--- Records provided ---

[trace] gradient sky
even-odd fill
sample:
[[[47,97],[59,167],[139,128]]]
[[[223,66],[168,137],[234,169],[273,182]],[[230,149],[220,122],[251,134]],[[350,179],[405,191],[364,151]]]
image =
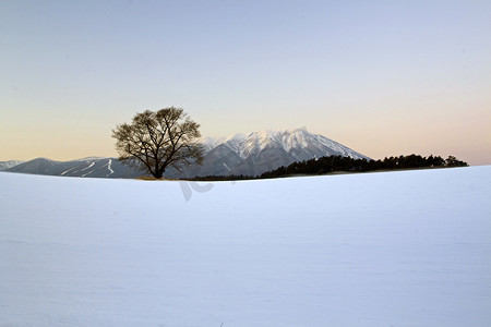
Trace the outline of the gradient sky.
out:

--- Problem ---
Copy the rows above line for line, leaving out the picture.

--- Completed exercise ---
[trace] gradient sky
even-odd fill
sample:
[[[47,97],[59,167],[139,128]]]
[[[223,66],[168,137],[234,169],[273,182]],[[230,149],[220,122],[251,134]],[[350,179],[405,191],[364,151]]]
image =
Trace the outline of the gradient sky.
out:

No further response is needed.